» **Selected passage**:
I’m not sure about my answer to the following problem:
Problem: Let $A,B$ and $C$ be sets, and let $f:A \rightarrow C$ and $g:B \rightarrow C$ be maps. Show that there exists a set $P$ and maps $h:P \rightarrow A$ and $k:P \rightarrow B$ such that $f \circ h = g \circ h$, and that for any set $X$ and maps $s:X \rightarrow A$ and $t:X \rightarrow B$ such that $f \circ s = g \circ t$, there is a unique map $u:X \rightarrow P$ such that $s = h \circ u$ and $t = k \circ u$.
Here it is my solution.
Solution: I’m dividing my solution in three parts in order to be more organised:
I started to define the set $P$ as $P = \{(x,y) \in A \times B | f(x) = g(y)\}$ and the maps $h:P \rightarrow A$ and $k:P \rightarrow B$ as $h((x,y))=x$ and $k((x,y))=y$ for all $(x,y) \in P$. Then it follows that $f \circ h, g \circ k:P \rightarrow C$. For $x \in P$, we deduce that $x = (a,b)$ with $a \in A$, $b \in B$ and $f(a)=g(y)$. So $(f \circ h)(x)=(f(h(x))=f(h((a,b)))=f(a)=g(y)=g(k((a,b)))=g(k(x))=(g \circ k)(x)$. Therefore $f \circ h = g \circ k$.

» **Given instruction**:
Return, word for word, the part of the forum post above on the maps problem from "Here it is my" to "g \circ k$.".

» **Data shown**:
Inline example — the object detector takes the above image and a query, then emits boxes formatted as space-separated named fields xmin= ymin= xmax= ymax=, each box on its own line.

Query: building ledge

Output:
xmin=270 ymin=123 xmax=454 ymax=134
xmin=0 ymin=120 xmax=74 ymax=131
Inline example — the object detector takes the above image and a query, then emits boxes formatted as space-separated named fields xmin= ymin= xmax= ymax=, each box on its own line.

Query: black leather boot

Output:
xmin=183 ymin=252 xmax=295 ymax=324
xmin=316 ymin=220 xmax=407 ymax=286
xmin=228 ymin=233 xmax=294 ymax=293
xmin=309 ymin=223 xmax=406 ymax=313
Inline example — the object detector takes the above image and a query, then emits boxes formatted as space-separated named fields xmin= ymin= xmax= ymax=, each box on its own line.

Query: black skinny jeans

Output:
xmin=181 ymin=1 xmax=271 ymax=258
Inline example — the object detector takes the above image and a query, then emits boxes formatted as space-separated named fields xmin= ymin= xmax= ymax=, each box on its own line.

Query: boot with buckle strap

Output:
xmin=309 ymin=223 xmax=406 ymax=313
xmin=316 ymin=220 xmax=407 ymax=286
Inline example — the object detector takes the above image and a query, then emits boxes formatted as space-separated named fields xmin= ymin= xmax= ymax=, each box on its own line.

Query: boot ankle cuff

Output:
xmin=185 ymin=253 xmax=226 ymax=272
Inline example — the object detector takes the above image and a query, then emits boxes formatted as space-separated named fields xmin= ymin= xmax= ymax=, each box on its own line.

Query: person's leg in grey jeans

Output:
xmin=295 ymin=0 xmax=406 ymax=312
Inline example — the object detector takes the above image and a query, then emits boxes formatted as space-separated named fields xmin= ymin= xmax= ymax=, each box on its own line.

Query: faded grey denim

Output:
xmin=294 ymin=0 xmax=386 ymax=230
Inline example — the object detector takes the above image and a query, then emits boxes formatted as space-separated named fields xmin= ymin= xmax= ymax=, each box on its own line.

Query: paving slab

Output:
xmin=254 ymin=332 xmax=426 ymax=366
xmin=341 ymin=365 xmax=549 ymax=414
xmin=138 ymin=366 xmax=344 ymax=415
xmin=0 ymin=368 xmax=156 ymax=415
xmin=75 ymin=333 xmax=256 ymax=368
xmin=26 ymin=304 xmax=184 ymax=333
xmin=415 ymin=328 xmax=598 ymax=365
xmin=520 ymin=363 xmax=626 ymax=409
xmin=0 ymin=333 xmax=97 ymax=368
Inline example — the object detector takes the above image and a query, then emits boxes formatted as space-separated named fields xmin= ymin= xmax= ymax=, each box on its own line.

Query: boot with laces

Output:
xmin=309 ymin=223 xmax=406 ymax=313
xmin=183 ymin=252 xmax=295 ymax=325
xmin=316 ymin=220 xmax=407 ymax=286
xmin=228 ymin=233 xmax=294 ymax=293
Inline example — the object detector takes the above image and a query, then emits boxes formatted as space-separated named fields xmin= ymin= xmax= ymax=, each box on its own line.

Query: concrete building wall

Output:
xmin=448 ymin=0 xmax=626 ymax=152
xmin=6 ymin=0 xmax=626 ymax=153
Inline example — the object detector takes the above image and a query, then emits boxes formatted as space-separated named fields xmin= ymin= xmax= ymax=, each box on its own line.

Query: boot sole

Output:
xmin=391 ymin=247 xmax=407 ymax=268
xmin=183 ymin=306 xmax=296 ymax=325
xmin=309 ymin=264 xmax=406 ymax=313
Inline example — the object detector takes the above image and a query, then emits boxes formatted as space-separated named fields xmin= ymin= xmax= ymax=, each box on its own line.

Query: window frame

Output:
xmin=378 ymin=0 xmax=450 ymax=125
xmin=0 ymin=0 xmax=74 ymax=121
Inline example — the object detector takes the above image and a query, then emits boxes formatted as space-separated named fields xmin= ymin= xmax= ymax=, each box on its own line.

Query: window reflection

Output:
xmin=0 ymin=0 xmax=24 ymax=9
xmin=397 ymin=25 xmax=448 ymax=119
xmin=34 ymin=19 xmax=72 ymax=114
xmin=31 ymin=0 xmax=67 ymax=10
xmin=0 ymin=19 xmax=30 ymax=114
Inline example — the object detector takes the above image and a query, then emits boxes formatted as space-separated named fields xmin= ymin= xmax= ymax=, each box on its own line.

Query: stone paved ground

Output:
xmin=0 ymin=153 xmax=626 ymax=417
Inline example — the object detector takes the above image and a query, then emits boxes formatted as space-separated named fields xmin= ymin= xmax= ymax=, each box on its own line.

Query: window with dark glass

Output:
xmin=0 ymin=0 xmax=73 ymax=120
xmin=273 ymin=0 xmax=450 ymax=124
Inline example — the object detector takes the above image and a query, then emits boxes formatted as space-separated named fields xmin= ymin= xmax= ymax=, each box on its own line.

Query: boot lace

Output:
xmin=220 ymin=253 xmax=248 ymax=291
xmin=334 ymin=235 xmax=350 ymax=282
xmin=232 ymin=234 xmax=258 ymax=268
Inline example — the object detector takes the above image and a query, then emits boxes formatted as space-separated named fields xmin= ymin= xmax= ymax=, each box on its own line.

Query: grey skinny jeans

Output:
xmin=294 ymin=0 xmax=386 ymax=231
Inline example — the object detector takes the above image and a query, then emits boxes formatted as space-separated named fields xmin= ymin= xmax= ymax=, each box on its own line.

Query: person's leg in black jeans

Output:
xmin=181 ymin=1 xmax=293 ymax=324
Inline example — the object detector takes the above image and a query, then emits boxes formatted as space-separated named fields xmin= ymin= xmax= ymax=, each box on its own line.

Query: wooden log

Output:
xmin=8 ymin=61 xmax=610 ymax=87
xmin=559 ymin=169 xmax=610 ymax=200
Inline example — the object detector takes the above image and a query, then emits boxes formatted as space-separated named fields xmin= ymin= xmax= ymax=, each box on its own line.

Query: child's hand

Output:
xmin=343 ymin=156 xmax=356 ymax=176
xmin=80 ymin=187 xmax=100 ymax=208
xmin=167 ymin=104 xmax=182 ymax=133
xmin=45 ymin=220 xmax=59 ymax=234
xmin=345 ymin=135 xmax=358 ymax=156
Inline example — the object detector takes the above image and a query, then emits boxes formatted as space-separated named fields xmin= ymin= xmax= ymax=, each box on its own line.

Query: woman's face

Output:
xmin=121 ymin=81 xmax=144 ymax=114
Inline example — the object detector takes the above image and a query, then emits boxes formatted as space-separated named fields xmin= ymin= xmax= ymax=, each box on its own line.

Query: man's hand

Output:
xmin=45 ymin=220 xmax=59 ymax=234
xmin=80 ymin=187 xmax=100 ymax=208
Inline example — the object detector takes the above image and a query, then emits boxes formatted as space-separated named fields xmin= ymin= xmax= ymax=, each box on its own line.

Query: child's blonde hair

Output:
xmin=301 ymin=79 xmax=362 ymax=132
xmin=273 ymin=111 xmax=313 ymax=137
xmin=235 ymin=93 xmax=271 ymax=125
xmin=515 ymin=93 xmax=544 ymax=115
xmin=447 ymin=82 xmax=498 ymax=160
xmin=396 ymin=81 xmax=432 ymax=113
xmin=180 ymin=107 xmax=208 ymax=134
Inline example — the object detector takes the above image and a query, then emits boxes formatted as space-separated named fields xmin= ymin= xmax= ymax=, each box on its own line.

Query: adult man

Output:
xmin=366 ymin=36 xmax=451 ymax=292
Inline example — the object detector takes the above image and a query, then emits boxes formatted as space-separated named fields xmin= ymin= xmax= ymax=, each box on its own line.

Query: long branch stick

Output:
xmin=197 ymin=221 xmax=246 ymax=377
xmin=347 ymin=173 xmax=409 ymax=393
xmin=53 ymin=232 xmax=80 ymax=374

» **Correct answer**:
Here it is my solution.
Solution: I’m dividing my solution in three parts in order to be more organised:
I started to define the set $P$ as $P = \{(x,y) \in A \times B | f(x) = g(y)\}$ and the maps $h:P \rightarrow A$ and $k:P \rightarrow B$ as $h((x,y))=x$ and $k((x,y))=y$ for all $(x,y) \in P$. Then it follows that $f \circ h, g \circ k:P \rightarrow C$. For $x \in P$, we deduce that $x = (a,b)$ with $a \in A$, $b \in B$ and $f(a)=g(y)$. So $(f \circ h)(x)=(f(h(x))=f(h((a,b)))=f(a)=g(y)=g(k((a,b)))=g(k(x))=(g \circ k)(x)$. Therefore $f \circ h = g \circ k$.